#### [What to produce]
Copy the data below, swapping every "Kindly" for "Please" and leaving everything else unchanged.

* BEGIN Material shown *

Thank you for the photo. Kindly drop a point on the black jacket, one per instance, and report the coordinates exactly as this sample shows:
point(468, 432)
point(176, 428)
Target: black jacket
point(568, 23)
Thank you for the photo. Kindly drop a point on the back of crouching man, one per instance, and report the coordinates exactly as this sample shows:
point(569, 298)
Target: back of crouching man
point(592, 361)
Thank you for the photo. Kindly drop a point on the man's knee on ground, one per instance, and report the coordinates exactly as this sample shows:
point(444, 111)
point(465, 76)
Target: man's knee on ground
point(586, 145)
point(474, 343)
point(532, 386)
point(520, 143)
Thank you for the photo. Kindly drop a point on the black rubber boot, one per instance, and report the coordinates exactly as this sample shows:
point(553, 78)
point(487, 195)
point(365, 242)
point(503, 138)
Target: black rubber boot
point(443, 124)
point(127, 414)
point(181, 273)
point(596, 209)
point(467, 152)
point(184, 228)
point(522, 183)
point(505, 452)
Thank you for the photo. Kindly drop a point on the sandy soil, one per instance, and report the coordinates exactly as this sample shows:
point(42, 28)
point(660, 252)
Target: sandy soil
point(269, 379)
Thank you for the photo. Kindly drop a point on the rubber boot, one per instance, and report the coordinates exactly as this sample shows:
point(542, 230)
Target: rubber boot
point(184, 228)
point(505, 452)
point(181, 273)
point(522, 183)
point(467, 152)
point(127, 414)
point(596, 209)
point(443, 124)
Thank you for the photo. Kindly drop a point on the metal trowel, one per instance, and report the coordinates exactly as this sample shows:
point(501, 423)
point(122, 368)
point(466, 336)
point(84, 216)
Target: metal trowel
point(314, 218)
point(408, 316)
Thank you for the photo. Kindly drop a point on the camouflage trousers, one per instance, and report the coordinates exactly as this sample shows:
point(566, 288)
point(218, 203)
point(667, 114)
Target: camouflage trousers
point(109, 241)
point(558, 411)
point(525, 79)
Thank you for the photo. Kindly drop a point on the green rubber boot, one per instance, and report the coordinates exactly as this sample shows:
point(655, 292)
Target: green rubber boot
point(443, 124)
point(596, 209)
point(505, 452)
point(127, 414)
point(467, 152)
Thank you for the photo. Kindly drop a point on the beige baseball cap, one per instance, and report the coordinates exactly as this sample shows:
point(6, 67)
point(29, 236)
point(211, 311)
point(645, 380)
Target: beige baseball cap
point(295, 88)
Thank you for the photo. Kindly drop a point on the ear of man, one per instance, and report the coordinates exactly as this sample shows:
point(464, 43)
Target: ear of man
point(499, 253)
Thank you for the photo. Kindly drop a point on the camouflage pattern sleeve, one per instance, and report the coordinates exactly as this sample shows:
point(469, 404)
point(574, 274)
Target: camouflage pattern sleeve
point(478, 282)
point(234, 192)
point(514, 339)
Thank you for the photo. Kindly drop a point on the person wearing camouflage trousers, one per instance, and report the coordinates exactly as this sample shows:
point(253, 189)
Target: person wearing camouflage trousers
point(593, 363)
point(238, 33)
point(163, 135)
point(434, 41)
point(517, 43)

* END Material shown *

#### [Answer to this task]
Thank you for the photo. Please drop a point on the black jacket, one per instance, and report the coordinates exactly as this sample shows:
point(468, 432)
point(176, 428)
Target: black jacket
point(568, 23)
Thank you for the photo. Please drop a point on the back of crouching man, one per instance, and report the coordinates exactly as this sample shows:
point(569, 298)
Target: back of crouching man
point(592, 361)
Thank you for the photo. Please drop a point on the man's knee on ground, one per instance, and report the coordinates exactly as this sample shows:
point(444, 111)
point(465, 76)
Target: man's knee on ground
point(586, 145)
point(474, 343)
point(532, 386)
point(520, 143)
Thank you for the photo. Please drop a point on the black rubber boot, one per instance, and report the coordinates exactly as this sample shows:
point(553, 78)
point(487, 195)
point(365, 242)
point(503, 138)
Target: black rubber boot
point(443, 124)
point(127, 414)
point(181, 273)
point(596, 209)
point(467, 152)
point(184, 228)
point(522, 183)
point(505, 452)
Thank you for the photo. Please drop a point on the sandy soil, one per instance, and report the coordinates exactly as this sample shows:
point(42, 28)
point(660, 252)
Target: sandy soil
point(269, 379)
Thank you for the photo. Please drop a point on the rubber boot, one per instance, and report the coordinates exactly as this sample shows:
point(542, 230)
Target: rubber boot
point(184, 228)
point(505, 452)
point(181, 273)
point(522, 183)
point(467, 152)
point(127, 414)
point(596, 209)
point(443, 124)
Thank you for the photo. Please drop a point on the metal trowel, one per instance, and report the coordinates exactly as this sample shows:
point(501, 423)
point(122, 368)
point(466, 336)
point(84, 216)
Target: metal trowel
point(314, 218)
point(408, 316)
Thank you for the photo. Please drop a point on the camouflage trousers, one per instance, and report the coordinates exactly as this sample shows:
point(566, 288)
point(218, 203)
point(667, 114)
Target: camouflage trousers
point(109, 241)
point(558, 411)
point(525, 79)
Thank you for the photo. Please drop a point on the green rubber boot, one per instance, and report the coordinates exactly as this sample shows:
point(655, 292)
Target: green rubber boot
point(443, 124)
point(596, 209)
point(505, 452)
point(127, 414)
point(467, 152)
Thank you for the photo. Please drop a point on the beige baseball cap, one per instance, and report the coordinates exactly as this sample shows:
point(6, 67)
point(29, 236)
point(211, 311)
point(645, 380)
Target: beige baseball cap
point(295, 88)
Thank you for the photo. Please drop a point on the ear of man, one per instance, and report the coordinates exactly as this sample shows:
point(464, 43)
Target: ear of man
point(499, 253)
Thank you for the photo. Please drop a point on the camouflage pattern sleeve, one per instance, and report the coordinates exactly as this sample shows:
point(469, 404)
point(574, 274)
Target: camouflage pattern sleeve
point(478, 282)
point(234, 192)
point(514, 339)
Thank you for the photo. Please drop a point on the person wearing camouflage trousers, one per instance, and report the coordinates exactly as this sample shows:
point(253, 189)
Target: person wearing camouflage trousers
point(593, 363)
point(238, 33)
point(163, 135)
point(434, 41)
point(517, 43)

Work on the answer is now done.